Entries provided:

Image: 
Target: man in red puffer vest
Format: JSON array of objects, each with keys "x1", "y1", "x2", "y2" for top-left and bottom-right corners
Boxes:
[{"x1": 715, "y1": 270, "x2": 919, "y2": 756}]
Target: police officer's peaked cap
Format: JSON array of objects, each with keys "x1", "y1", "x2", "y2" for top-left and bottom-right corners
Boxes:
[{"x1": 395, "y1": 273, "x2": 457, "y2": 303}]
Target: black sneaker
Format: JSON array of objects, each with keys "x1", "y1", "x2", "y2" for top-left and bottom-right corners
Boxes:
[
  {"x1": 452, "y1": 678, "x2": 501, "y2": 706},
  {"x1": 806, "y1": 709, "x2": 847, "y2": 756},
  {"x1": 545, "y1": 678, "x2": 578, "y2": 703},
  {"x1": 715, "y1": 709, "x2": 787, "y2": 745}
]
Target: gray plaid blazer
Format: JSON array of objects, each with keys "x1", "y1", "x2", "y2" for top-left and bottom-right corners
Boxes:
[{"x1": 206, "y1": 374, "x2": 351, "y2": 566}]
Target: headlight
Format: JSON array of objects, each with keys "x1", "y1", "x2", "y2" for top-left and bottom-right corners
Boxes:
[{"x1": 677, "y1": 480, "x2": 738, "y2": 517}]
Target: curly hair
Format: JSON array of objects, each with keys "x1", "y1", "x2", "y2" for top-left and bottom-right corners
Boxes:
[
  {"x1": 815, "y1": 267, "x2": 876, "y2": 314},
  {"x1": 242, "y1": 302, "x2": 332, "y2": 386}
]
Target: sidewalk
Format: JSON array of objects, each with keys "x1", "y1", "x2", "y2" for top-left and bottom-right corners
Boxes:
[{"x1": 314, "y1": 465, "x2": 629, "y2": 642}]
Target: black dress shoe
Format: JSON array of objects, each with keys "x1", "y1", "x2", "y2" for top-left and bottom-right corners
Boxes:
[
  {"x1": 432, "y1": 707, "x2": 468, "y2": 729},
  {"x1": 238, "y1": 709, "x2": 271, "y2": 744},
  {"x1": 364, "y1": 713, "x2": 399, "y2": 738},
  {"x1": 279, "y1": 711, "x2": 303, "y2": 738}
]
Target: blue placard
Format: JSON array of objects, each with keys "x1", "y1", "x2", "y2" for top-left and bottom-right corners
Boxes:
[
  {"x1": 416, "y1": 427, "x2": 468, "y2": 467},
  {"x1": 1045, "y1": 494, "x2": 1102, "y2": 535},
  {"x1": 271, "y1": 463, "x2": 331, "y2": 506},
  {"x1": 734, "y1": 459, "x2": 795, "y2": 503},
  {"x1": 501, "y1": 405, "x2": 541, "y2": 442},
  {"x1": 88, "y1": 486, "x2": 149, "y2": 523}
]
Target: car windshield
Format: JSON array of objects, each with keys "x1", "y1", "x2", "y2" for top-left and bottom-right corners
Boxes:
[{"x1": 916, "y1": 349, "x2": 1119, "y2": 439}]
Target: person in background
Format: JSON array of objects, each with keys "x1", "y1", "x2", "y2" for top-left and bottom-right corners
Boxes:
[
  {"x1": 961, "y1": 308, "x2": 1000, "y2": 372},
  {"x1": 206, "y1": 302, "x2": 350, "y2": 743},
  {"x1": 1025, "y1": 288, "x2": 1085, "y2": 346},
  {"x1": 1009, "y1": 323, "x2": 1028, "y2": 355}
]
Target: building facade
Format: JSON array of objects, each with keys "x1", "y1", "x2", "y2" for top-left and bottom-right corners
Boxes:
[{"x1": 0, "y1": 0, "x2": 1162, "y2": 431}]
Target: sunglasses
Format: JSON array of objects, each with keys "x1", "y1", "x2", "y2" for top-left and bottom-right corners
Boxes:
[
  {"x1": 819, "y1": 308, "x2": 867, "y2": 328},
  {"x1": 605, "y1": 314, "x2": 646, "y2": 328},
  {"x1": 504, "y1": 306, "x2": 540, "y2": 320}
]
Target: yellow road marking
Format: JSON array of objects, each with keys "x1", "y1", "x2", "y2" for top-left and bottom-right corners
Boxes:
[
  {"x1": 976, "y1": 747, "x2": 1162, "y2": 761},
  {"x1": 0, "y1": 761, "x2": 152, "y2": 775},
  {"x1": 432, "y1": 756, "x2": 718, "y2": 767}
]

Work required: Pull out each line of the rows above that contains the word "black". Case counts.

Task result:
Target: black sneaker
Target: black dress shoe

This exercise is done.